Returning to London, Chatterton married Emma Cook, who died aged 32 in St
Pancras Workhouse. He married again in 1867 to Emily Scott aged 21. Her fate
is unknown; she was not living with Chatterton in his later life. Several
children died young. Only one, Alfred, reached adulthood. He was disabled
and lived with Chatterton. His circumstances undoubtedly put a sharp edge
on his politics.
In the 1860s Chatterton was active in the Reform League participating in the
Hyde Park riot of July 23, 1866. In the early 1870s he was a leading figure
in the Land and Labour League. He wrote for its paper the Republican
and spoke at its meetings. Unlike many League members he was not influenced
by the Chartism of Bronterre O'Brien. Nor was he a member of the First International.
He was, however, involved with the Universal Republican League.
The National Reformer for 26 May, 1872 reported a URL meeting in Camberwell
where 'citizen Chatterton' spoke on land and money lords. It is not recorded
if he spoke at Church Street in the morning or at the Rose and Crown in the
afternoon. Either way the land and money lords would be in for a good tongue
lashing. Chatterton always admonished the poor to revolt against their oppressors
and was always saddened when they didn't.

• _Data provided_:
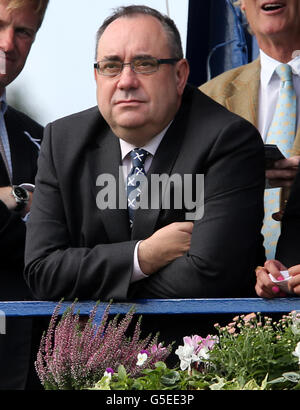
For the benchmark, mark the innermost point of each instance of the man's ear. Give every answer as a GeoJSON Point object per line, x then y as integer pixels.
{"type": "Point", "coordinates": [182, 73]}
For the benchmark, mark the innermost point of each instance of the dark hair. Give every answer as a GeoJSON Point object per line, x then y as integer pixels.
{"type": "Point", "coordinates": [167, 23]}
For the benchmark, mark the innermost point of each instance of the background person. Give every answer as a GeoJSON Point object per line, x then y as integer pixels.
{"type": "Point", "coordinates": [19, 23]}
{"type": "Point", "coordinates": [287, 252]}
{"type": "Point", "coordinates": [252, 91]}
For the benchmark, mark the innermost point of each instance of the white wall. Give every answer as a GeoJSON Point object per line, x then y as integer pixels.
{"type": "Point", "coordinates": [58, 77]}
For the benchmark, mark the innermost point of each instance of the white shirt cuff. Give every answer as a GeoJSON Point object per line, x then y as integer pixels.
{"type": "Point", "coordinates": [137, 273]}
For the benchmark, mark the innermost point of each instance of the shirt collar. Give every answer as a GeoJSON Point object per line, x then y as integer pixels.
{"type": "Point", "coordinates": [3, 103]}
{"type": "Point", "coordinates": [269, 64]}
{"type": "Point", "coordinates": [151, 147]}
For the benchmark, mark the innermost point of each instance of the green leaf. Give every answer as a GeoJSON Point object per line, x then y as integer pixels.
{"type": "Point", "coordinates": [171, 378]}
{"type": "Point", "coordinates": [292, 376]}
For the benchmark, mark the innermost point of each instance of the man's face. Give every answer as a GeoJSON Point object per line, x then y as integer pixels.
{"type": "Point", "coordinates": [138, 104]}
{"type": "Point", "coordinates": [273, 18]}
{"type": "Point", "coordinates": [17, 32]}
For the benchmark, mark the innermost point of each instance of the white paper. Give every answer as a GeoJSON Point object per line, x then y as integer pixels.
{"type": "Point", "coordinates": [282, 284]}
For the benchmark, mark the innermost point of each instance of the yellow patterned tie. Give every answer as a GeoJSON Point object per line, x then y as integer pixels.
{"type": "Point", "coordinates": [282, 133]}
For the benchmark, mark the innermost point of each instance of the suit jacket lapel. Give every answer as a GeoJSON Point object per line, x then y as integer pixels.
{"type": "Point", "coordinates": [105, 158]}
{"type": "Point", "coordinates": [244, 98]}
{"type": "Point", "coordinates": [23, 156]}
{"type": "Point", "coordinates": [145, 220]}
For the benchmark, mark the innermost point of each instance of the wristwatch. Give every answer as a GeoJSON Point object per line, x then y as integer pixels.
{"type": "Point", "coordinates": [21, 196]}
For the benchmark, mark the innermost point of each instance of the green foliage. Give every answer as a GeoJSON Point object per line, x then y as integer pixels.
{"type": "Point", "coordinates": [252, 346]}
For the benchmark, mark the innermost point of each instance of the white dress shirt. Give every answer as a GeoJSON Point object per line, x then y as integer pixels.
{"type": "Point", "coordinates": [126, 148]}
{"type": "Point", "coordinates": [269, 89]}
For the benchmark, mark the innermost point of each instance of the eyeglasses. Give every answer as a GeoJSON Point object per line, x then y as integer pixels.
{"type": "Point", "coordinates": [138, 65]}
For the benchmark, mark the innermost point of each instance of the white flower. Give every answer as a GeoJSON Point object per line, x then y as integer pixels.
{"type": "Point", "coordinates": [187, 356]}
{"type": "Point", "coordinates": [203, 353]}
{"type": "Point", "coordinates": [107, 374]}
{"type": "Point", "coordinates": [142, 357]}
{"type": "Point", "coordinates": [297, 351]}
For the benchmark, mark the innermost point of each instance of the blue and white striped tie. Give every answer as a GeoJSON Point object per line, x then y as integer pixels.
{"type": "Point", "coordinates": [282, 133]}
{"type": "Point", "coordinates": [134, 188]}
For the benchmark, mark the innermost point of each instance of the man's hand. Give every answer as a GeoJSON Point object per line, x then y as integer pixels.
{"type": "Point", "coordinates": [7, 198]}
{"type": "Point", "coordinates": [264, 287]}
{"type": "Point", "coordinates": [284, 172]}
{"type": "Point", "coordinates": [164, 246]}
{"type": "Point", "coordinates": [294, 282]}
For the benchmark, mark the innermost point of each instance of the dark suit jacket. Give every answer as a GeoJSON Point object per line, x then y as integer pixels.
{"type": "Point", "coordinates": [288, 249]}
{"type": "Point", "coordinates": [16, 344]}
{"type": "Point", "coordinates": [24, 154]}
{"type": "Point", "coordinates": [73, 249]}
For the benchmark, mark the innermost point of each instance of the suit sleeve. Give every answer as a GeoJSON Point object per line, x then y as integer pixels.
{"type": "Point", "coordinates": [12, 234]}
{"type": "Point", "coordinates": [226, 242]}
{"type": "Point", "coordinates": [55, 266]}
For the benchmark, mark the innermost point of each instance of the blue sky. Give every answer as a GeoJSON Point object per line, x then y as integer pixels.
{"type": "Point", "coordinates": [58, 77]}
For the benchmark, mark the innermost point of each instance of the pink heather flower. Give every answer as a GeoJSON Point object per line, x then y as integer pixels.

• _Problem 1_: Based on the Chatterton text, do these statements agree with it? Answer yes or no for each, and quote the words from the text that decide it. (a) Chatterton was a member of the First International. (b) Alfred was the only one of Chatterton's children to reach adulthood. (c) Chatterton took part in the Hyde Park riot of July 23, 1866.
• _Problem 2_: Rewrite the paragraph in the Chatterton text that begins "Returning to London" more briefly, keeping its main facts.
• _Problem 3_: Write out the part of the Chatterton text from "In the 1860s" up to and including "when they didn't.".

• _Solution 1_:
(a) No: "Nor was he a member of the First International."
(b) Yes: "Only one, Alfred, reached adulthood."
(c) Yes: "participating in the Hyde Park riot of July 23, 1866"

• _Solution 2_: Back in London, Chatterton married Emma Cook, who died at 32 in St Pancras Workhouse. In 1867 he married 21-year-old Emily Scott. Her fate is unknown, and she did not live with him later in life. Several of his children died young. Only Alfred, who was disabled and lived with him, reached adulthood. These circumstances sharpened his politics.

• _Solution 3_:
In the 1860s Chatterton was active in the Reform League participating in the
Hyde Park riot of July 23, 1866. In the early 1870s he was a leading figure
in the Land and Labour League. He wrote for its paper the Republican
and spoke at its meetings. Unlike many League members he was not influenced
by the Chartism of Bronterre O'Brien. Nor was he a member of the First International.
He was, however, involved with the Universal Republican League.
The National Reformer for 26 May, 1872 reported a URL meeting in Camberwell
where 'citizen Chatterton' spoke on land and money lords. It is not recorded
if he spoke at Church Street in the morning or at the Rose and Crown in the
afternoon. Either way the land and money lords would be in for a good tongue
lashing. Chatterton always admonished the poor to revolt against their oppressors
and was always saddened when they didn't.